Problem statement: Copy each entry below unchanged; the images do not go in the copy.

--- START ---

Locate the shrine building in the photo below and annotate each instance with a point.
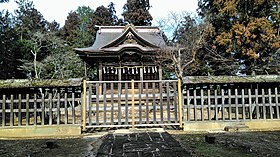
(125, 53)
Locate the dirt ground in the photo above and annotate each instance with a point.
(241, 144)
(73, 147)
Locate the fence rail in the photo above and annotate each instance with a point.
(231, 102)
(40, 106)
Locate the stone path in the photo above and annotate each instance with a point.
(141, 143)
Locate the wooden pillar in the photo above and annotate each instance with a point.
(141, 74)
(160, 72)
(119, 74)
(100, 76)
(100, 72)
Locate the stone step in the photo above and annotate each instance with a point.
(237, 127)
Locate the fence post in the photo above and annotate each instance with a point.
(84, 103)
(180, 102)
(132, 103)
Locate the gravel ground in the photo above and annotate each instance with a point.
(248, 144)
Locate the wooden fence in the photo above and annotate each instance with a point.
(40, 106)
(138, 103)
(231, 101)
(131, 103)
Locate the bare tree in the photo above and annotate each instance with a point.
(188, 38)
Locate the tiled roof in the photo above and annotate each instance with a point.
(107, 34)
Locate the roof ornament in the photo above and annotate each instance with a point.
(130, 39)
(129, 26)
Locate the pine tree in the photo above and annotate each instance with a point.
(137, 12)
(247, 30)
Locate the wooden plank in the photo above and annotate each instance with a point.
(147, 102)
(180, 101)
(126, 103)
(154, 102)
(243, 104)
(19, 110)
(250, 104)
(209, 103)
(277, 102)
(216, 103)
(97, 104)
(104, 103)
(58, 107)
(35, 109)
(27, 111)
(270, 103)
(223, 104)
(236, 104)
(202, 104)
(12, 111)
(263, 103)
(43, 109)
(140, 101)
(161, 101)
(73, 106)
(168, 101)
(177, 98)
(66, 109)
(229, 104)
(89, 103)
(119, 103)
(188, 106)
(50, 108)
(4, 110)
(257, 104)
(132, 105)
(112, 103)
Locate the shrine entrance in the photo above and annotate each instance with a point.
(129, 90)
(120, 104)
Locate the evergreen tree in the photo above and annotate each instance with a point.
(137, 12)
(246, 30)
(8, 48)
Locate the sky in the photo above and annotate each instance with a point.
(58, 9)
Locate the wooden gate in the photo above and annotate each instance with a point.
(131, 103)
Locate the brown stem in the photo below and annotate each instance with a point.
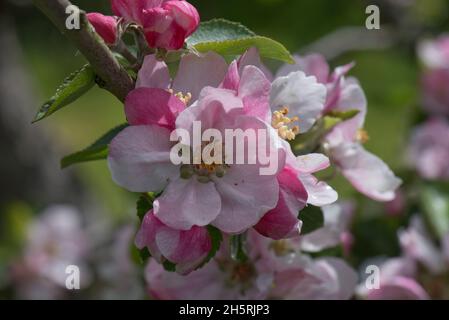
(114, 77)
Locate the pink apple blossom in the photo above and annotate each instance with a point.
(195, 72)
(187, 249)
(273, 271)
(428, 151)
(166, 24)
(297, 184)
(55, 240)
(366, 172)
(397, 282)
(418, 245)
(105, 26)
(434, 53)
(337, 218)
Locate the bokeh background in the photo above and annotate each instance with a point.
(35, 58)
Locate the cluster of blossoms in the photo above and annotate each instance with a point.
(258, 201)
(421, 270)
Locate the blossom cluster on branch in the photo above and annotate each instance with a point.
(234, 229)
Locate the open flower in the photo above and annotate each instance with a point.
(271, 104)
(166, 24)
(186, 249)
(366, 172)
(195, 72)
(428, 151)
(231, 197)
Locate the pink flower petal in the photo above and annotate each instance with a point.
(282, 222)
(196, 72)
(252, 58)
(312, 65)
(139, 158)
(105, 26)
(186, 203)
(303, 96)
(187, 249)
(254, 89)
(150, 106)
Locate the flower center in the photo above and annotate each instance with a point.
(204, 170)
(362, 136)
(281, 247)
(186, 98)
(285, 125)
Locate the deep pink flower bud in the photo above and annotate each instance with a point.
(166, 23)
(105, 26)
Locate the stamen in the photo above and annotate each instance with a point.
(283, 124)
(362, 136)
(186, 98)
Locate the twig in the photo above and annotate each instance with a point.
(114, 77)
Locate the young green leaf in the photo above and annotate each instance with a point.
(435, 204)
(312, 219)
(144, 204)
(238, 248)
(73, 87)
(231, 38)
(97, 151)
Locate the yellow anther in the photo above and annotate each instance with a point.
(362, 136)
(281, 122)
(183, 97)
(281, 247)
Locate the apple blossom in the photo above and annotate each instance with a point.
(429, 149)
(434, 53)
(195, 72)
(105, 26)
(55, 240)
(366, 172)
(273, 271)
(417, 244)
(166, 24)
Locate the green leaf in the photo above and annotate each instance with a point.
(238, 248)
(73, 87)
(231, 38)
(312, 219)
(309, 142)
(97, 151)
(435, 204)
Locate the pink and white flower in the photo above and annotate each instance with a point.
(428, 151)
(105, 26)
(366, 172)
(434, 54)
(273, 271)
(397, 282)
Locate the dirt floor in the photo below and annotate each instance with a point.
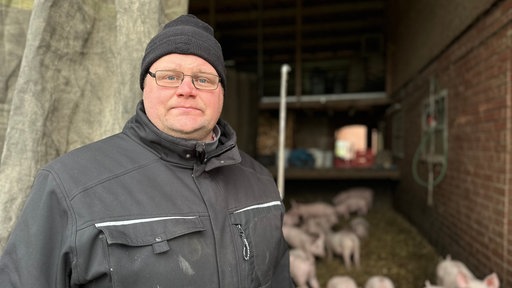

--- END ---

Response to the task:
Locate the shrine building in the photo below and annotate each instance with a point.
(125, 53)
Locate the dirt ground in the photo above and annotate each instance with a point.
(241, 144)
(73, 147)
Locate the fence rail in the photo above and annotate each instance with a point.
(231, 102)
(40, 106)
Locate the stone path in the photo above and annotate each instance with a point.
(141, 143)
Locate the wooden pillar in the photo above and annotate each instance with a point.
(141, 74)
(160, 72)
(119, 74)
(100, 76)
(100, 72)
Locate the stone step in the photo above and annotate each instance with a point.
(237, 127)
Locate the fence post in the photo above and annotate each instance with a point.
(84, 103)
(180, 102)
(132, 103)
Locate the gravel ground in the photo above and annotate each instance with a point.
(248, 144)
Locate the wooden fence in the photo above and annotate each instance with a point.
(40, 106)
(138, 103)
(231, 101)
(131, 103)
Locate the bare tree in the photo above and annotate each instance with a point.
(188, 38)
Locate the tiled roof in the photo above and annotate each instance with a point.
(107, 34)
Locate the roof ornament in the photo above and annotate each instance with a point.
(130, 39)
(129, 26)
Locate the pine tree in the photo above and annotate each instance with a point.
(137, 12)
(247, 30)
Locate the wooden plank in the photo above and annotate each instance with a point.
(147, 102)
(180, 101)
(126, 103)
(154, 102)
(243, 104)
(19, 110)
(250, 104)
(209, 103)
(277, 102)
(216, 103)
(97, 104)
(104, 103)
(58, 107)
(35, 109)
(27, 111)
(270, 103)
(223, 104)
(236, 104)
(202, 104)
(12, 111)
(263, 103)
(43, 109)
(140, 101)
(161, 101)
(73, 106)
(168, 101)
(177, 98)
(66, 109)
(229, 104)
(89, 103)
(119, 103)
(188, 106)
(50, 108)
(4, 110)
(257, 104)
(132, 105)
(112, 103)
Locate the shrine entrance in the photo above and annotate each instance with a point.
(129, 90)
(120, 104)
Locate the evergreen tree in the photo above and annotate each instance with a point.
(137, 12)
(246, 30)
(8, 48)
Locate the sky in the photo above and annotate each instance with a point.
(58, 9)
Locate the wooden gate in the photo above and annotate each instance with a point.
(131, 103)
Locate the brown stem in the photo below and annotate each instance with a point.
(114, 77)
Locate the pink apple blossom in the photo above and annotate each instance with a point.
(195, 72)
(187, 249)
(273, 271)
(428, 151)
(166, 24)
(297, 184)
(55, 240)
(366, 172)
(397, 282)
(418, 245)
(105, 26)
(434, 53)
(337, 218)
Locate the bokeh background in the photo above and annotate each instance with a point.
(35, 58)
Locate the cluster of blossoms in the photo above and annotate each instance with a point.
(258, 201)
(421, 270)
Locate the blossom cluster on branch in the photo above and annotate each instance with a point.
(234, 229)
Locate the open flower in the photo above and annotate each instance with a point.
(271, 104)
(166, 24)
(186, 249)
(366, 172)
(195, 72)
(428, 151)
(231, 197)
Locate the pink flower petal in the photo above and annotate each instance with a point.
(282, 222)
(196, 72)
(252, 58)
(312, 65)
(139, 158)
(105, 26)
(186, 203)
(303, 96)
(187, 249)
(254, 89)
(150, 106)
Locate the flower center in the photo above and annotate each instance with a point.
(204, 170)
(362, 136)
(281, 247)
(186, 98)
(285, 125)
Locate the deep pink flower bud in the photo above and annotate each instance with a point.
(166, 23)
(105, 26)
Locate the stamen in the photo above and annotate each instance with a point.
(283, 124)
(362, 136)
(186, 98)
Locate the twig in the photo above and annotate each instance with a point.
(114, 77)
Locate the young green leaf in the photo above and annotate each instance with a point.
(435, 204)
(312, 219)
(144, 204)
(238, 248)
(73, 87)
(231, 38)
(97, 151)
Locate the yellow anther in the photo above and annotate each instance with a point.
(362, 136)
(281, 122)
(183, 97)
(281, 247)
Locate the apple blossom in the photo above and annotate each instance with a point.
(429, 149)
(434, 53)
(195, 72)
(105, 26)
(55, 240)
(366, 172)
(273, 271)
(417, 244)
(166, 24)
Locate the green leaf in the photo above and annotate each instance with a point.
(238, 248)
(73, 87)
(231, 38)
(312, 219)
(309, 142)
(97, 151)
(435, 204)
Locate the pink and white flower in the photo above and annotate each instance with a point.
(428, 151)
(105, 26)
(366, 172)
(434, 54)
(273, 271)
(397, 282)
Locate the dirt floor in the photo below and annotate each instance with a point.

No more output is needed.